## DATA SECTION:
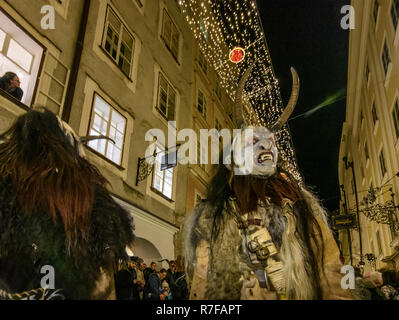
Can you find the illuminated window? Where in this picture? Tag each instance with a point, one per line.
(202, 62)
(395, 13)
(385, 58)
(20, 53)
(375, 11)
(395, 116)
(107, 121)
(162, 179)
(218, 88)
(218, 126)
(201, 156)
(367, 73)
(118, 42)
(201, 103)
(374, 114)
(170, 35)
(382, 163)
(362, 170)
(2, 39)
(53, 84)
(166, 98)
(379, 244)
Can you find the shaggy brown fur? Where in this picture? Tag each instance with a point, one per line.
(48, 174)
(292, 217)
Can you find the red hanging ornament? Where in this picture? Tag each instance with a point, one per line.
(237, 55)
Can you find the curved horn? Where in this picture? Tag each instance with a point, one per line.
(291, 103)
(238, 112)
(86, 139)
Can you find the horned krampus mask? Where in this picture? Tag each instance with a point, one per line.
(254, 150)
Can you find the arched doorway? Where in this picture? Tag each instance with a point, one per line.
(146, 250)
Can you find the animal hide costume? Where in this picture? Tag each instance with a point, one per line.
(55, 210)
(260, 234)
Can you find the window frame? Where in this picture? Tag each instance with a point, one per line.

==

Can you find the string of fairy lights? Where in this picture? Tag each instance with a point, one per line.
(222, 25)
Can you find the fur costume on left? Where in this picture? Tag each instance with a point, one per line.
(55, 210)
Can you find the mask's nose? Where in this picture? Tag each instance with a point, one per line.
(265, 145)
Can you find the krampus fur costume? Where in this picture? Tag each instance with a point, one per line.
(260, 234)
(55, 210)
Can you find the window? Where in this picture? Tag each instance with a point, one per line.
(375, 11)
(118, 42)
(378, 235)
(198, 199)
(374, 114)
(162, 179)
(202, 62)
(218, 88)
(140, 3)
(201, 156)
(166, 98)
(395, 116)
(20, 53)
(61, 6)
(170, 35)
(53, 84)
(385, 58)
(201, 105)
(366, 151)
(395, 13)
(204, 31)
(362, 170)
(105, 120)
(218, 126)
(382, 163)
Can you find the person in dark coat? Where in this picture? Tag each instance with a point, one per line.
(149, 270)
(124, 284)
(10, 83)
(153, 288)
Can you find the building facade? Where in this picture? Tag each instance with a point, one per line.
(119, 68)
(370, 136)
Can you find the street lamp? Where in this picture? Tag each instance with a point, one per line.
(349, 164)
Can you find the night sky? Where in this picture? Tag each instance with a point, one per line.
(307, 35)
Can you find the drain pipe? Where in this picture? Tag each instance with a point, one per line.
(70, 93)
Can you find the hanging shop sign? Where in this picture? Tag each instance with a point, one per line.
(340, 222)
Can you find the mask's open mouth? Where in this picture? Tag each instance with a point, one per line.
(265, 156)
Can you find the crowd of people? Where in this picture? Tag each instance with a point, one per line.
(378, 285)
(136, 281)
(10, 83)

## SHORT EXERCISE:
Copy out the records word for word, from the line with "Can you find the shaggy" to the line with "Can you find the window frame?", including both of those lines.

## ANSWER IN FULL:
Can you find the shaggy brown fur? Where in this picture? Tag each instance with a point, one per line.
(48, 174)
(292, 217)
Can you find the red hanging ornament? Where in this picture? Tag each instance with a point, one per line.
(237, 55)
Can you find the curved horn? Where in this picture? Tag each instance with a point, one per line.
(291, 103)
(238, 112)
(86, 139)
Can you find the horned krampus mask? Where in this picture? Tag each instance with a point, one per line.
(254, 150)
Can you find the arched doorway? Where in this picture? Tag each instance with a point, one per line.
(146, 250)
Can you find the animal hide costume? Where in this picture? Tag each instance with a point, one per line.
(55, 210)
(260, 234)
Can you find the window frame? Where in this picture? Tag each instance with a point, one per line.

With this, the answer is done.